WORK INSTRUCTION:
Answer these questions from the text below about Piron's article on overcoming language barriers.
(a) Under the EU system, which languages serve as working languages?
(b) What cost does Piron assign to the multinational system?
(c) Which work by Rothbard does the writer compare Piron's view with?

TEXT FOR ANALYSIS:
It reminds me of Piron’s article(Link) on the estimated costs/disadvantages of various systems of overcoming language barriers. In brief he considers these possibilities:
-the UN system, where the working languages are limited to a subset of the members’, and translations are limited to that subset, as well.
-the multinational system (that is, the system adopted by most businesses that must deal across linguistic lines), where a single national language is chosen for use as the working language
-the EU system, where every member’s language is a working language, with translations into all others.
-the Esperanto system, where the working language is not a national language, but otherwise like the multinational system.
He scores the Esperanto system highest (cost=5), followed by the multinational system (cost=39).
Why do international political bodies adopt language policies that are clearly not cost effective (costs=65 and 76)? I would guess that it’s due to the fact that taxation removes the economizing influence that drives private business to the multinational solution.
Whether or not the (in theory) more efficient Esperanto solution will ever be widely adopted, remains to be seen.
I think that Piron rightly sees a psychological identification of a people with their language that blinds them, similar to what Rothbard describes in What Has Government Done to Our Money? with respect to national currencies. Whether these psychological factors prove decisive in the very long term will indeed be a sight to see.

PROVIDED RECORDS:

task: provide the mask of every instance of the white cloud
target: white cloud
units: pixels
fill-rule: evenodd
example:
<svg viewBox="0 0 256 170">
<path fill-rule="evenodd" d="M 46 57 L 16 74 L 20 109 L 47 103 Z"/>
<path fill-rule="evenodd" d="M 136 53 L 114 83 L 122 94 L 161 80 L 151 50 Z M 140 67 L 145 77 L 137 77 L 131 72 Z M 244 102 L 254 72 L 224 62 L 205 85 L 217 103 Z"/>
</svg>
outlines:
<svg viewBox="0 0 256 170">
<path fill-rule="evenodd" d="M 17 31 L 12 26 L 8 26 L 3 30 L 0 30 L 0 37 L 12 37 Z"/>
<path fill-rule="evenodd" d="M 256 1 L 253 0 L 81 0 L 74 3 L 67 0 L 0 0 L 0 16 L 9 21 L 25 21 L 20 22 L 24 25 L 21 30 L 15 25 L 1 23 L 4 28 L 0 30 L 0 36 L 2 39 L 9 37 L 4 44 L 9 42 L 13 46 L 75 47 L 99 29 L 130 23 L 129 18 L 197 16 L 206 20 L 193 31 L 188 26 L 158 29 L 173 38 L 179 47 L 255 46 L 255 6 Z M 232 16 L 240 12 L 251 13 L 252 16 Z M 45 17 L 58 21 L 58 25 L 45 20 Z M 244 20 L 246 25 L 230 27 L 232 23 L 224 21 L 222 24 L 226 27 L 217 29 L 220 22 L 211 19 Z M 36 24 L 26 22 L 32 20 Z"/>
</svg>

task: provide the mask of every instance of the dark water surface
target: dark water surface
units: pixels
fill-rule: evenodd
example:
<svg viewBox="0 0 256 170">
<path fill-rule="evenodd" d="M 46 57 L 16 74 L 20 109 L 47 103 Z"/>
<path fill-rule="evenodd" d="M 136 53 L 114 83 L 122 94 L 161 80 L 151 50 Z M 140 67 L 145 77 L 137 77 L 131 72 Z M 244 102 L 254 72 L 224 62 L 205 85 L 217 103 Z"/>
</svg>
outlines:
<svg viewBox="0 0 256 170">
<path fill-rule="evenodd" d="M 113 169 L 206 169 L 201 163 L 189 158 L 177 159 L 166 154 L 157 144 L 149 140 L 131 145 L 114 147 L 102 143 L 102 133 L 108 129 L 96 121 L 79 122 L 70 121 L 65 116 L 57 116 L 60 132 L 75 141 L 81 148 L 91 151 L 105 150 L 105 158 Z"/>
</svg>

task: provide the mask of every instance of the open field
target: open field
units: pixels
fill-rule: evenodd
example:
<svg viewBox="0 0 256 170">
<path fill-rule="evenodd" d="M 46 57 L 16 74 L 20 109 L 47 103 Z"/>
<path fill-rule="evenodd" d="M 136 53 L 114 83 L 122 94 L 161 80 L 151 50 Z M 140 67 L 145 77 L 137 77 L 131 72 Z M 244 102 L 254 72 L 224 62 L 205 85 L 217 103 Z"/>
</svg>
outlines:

ANSWER TO THIS TASK:
(a) Every member's language is a working language, with translations into all the others.
(b) 39.
(c) What Has Government Done to Our Money?